(Stored items)
***
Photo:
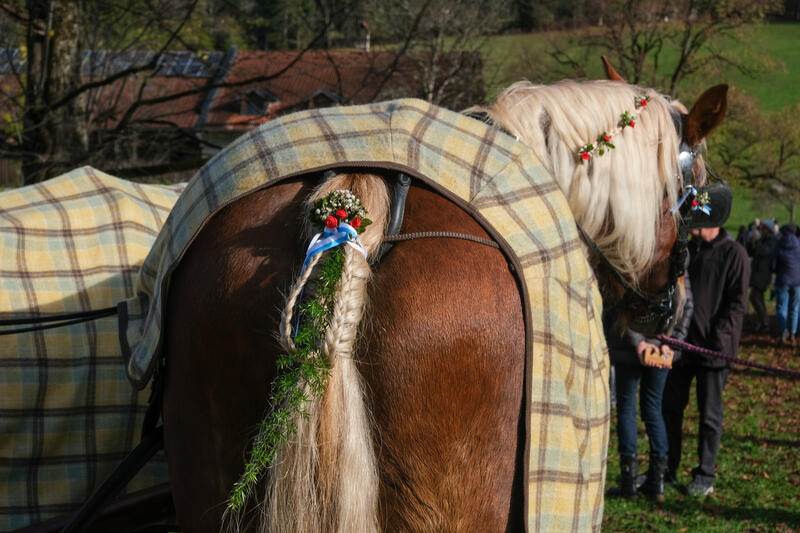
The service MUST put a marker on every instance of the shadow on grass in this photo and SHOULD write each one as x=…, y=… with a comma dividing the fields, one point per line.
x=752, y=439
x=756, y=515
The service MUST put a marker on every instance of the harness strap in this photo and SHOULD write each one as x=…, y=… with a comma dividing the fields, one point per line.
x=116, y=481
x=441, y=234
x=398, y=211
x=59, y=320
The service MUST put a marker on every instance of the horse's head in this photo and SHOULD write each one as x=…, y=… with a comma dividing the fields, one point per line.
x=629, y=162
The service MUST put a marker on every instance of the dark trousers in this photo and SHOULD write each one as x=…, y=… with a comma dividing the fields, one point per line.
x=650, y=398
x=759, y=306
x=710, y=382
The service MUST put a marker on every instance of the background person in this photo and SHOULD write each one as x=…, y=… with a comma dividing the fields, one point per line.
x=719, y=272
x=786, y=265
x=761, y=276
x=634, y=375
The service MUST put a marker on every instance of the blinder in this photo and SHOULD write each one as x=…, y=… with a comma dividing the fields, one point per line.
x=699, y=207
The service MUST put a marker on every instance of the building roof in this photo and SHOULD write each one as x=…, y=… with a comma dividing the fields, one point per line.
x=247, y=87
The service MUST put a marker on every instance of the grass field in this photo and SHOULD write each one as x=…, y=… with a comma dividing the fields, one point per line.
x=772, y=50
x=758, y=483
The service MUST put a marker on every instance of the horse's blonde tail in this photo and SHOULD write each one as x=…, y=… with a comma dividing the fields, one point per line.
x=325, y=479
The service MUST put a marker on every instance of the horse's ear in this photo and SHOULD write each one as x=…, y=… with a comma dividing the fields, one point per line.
***
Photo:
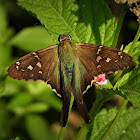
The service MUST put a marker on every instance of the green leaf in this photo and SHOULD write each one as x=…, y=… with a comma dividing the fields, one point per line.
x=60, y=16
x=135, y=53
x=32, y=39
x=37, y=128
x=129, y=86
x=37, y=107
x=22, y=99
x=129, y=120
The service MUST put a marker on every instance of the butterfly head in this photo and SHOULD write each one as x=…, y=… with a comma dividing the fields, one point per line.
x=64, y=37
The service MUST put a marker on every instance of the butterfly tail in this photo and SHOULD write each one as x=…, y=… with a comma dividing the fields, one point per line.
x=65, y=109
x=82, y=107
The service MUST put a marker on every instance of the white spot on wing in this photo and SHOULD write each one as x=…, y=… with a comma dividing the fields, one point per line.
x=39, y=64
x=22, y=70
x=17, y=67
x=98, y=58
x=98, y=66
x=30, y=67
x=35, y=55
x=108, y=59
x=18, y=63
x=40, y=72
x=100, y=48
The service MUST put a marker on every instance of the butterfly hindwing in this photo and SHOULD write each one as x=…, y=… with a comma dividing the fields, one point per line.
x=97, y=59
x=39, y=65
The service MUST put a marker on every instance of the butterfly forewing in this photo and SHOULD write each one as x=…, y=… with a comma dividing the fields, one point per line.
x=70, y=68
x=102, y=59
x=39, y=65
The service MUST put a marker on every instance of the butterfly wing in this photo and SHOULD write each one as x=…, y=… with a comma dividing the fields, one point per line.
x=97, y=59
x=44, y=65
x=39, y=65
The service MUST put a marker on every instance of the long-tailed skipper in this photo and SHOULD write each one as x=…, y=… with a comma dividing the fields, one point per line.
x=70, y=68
***
* _Required work_:
Write out exactly the lines above between the line with "the horse's blonde" and the line with "the horse's ear", inclusive, and nothing beyond them.

* _Reply_:
The service MUST put a marker on every instance of the horse's blonde tail in this photo and SHOULD write each one as x=…, y=… with a comma dividing the fields, one point per line.
x=325, y=479
The service MUST put a marker on every instance of the horse's ear in this photo and SHOULD write each one as x=…, y=… with a comma dividing the fields, one point per line.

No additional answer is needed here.